In the records below, find the line containing "Whereabouts is the wooden gate" and retype it and every line after it exactly, adding nothing.
===== INFORMATION SHOWN
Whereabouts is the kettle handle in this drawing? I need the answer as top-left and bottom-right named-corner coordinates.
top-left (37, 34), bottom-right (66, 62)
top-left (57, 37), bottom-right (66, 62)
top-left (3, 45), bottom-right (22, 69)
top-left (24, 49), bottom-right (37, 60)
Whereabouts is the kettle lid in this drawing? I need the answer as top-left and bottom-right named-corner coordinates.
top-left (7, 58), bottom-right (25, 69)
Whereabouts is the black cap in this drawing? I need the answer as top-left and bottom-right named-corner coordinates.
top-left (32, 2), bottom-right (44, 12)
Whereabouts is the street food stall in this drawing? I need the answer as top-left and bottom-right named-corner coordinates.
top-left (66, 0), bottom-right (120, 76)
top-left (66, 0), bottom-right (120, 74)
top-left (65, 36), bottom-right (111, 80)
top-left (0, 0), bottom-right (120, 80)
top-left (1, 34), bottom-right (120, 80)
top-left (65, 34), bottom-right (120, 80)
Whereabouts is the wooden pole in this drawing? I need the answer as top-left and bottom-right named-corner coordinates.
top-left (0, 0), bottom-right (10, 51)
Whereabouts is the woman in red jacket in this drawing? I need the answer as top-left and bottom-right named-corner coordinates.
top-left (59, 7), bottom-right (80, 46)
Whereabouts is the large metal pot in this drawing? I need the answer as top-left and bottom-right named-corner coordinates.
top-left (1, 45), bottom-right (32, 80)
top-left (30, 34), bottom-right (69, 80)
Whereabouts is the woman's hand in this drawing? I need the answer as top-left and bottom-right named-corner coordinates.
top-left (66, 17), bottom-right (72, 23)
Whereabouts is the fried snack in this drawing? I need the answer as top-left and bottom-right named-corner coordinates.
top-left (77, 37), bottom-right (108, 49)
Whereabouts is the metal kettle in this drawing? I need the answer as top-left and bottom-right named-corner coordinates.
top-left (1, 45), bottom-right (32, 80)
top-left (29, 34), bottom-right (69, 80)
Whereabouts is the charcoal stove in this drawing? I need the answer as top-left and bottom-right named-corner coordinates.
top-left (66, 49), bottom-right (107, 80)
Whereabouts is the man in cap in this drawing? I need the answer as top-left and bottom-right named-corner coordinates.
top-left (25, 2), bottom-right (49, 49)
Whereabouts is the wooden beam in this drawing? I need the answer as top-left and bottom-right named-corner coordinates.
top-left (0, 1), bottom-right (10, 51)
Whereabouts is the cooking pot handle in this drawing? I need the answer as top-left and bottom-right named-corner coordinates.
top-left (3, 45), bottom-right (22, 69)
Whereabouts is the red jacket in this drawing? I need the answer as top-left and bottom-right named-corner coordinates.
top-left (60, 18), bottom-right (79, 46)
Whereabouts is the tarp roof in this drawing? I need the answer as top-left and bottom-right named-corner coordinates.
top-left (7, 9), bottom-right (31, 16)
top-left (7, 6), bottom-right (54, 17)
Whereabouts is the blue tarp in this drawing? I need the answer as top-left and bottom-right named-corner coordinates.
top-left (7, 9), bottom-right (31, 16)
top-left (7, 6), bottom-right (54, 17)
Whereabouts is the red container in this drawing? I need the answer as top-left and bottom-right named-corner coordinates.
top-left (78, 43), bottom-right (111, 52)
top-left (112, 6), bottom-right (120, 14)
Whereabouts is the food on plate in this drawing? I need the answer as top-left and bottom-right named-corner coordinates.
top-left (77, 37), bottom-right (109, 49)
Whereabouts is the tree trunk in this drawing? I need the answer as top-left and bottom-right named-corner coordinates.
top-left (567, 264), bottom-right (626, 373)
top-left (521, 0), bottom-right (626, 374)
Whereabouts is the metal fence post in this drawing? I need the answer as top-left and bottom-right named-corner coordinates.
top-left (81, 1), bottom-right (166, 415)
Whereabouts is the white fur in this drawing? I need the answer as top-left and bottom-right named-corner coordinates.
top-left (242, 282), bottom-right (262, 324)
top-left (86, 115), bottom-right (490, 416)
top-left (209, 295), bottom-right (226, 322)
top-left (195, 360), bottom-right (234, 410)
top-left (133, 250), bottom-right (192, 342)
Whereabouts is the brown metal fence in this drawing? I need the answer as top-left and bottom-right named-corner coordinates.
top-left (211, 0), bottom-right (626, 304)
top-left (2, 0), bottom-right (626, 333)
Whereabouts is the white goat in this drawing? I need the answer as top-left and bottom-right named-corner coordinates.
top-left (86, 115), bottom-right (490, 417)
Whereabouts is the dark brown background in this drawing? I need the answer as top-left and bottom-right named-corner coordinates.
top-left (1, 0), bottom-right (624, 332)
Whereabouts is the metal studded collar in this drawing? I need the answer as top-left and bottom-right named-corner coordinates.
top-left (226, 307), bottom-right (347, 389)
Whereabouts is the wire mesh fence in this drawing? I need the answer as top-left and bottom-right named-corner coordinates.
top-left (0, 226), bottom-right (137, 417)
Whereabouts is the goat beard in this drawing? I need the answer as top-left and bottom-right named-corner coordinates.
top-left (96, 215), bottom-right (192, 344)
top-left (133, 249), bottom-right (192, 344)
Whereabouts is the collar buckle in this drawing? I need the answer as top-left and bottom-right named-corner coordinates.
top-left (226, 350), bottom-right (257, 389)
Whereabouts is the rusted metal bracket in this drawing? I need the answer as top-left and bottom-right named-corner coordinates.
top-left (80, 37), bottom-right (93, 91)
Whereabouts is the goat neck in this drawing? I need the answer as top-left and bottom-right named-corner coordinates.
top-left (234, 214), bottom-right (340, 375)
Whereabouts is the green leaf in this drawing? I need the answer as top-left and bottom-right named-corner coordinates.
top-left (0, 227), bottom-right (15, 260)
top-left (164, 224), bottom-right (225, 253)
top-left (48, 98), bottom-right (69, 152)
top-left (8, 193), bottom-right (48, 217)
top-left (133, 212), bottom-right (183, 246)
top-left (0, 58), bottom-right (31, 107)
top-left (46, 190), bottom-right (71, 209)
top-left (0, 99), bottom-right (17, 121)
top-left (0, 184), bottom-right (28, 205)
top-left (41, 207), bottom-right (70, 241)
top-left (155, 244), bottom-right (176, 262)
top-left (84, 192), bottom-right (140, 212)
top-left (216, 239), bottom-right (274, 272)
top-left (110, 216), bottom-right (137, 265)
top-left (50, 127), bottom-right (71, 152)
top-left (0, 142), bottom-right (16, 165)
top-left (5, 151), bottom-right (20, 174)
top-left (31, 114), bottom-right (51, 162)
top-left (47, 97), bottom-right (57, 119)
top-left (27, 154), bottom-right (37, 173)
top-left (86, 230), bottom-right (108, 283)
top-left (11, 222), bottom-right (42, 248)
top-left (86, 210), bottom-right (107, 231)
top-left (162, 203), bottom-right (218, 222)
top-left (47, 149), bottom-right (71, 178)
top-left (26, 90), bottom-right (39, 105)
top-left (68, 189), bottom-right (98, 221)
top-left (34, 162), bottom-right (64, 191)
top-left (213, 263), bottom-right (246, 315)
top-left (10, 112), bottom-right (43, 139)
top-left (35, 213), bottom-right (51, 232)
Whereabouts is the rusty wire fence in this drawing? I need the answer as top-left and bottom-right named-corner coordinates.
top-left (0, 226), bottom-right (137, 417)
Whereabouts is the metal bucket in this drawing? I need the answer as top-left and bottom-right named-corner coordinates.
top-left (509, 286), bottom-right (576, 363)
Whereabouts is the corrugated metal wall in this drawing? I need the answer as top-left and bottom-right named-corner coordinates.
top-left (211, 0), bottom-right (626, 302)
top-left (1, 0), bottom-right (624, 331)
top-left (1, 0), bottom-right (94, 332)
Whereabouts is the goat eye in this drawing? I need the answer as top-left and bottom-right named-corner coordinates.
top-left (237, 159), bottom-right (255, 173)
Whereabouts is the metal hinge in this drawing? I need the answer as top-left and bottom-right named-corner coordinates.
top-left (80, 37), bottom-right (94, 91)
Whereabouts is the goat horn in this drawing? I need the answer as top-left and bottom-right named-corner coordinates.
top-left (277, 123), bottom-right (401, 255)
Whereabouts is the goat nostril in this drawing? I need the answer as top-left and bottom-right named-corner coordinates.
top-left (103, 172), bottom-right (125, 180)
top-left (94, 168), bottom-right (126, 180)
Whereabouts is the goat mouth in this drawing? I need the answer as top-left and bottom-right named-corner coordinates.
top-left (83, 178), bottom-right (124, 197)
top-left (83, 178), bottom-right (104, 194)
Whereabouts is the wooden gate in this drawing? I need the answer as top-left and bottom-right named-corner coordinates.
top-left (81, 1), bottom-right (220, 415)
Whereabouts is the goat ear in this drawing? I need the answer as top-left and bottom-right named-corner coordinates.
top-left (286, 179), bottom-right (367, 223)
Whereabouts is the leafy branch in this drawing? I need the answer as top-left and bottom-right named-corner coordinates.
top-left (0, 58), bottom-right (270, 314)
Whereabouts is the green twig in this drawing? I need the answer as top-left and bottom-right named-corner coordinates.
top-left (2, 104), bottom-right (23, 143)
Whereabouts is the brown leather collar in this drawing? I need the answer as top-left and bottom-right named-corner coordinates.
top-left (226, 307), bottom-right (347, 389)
==========
■ REPLY TO THE TASK ■
Whereabouts is the wooden gate in this drawing? I need the answer as top-left and bottom-right named-corner coordinates.
top-left (81, 1), bottom-right (220, 415)
Whereabouts is the goat ear in this drawing? I need the answer as top-left and bottom-right named-corner coordinates.
top-left (286, 179), bottom-right (367, 223)
Whereabouts is the leafy branch in this drawing? I need the answer as top-left and bottom-right named-corner coordinates.
top-left (0, 58), bottom-right (270, 314)
Whereabouts is the green twig in this drawing? I need the answer as top-left and bottom-right named-corner coordinates.
top-left (2, 104), bottom-right (23, 143)
Whereabouts is the brown leather collar in this drawing? I need the answer as top-left and bottom-right named-corner coordinates.
top-left (226, 307), bottom-right (347, 389)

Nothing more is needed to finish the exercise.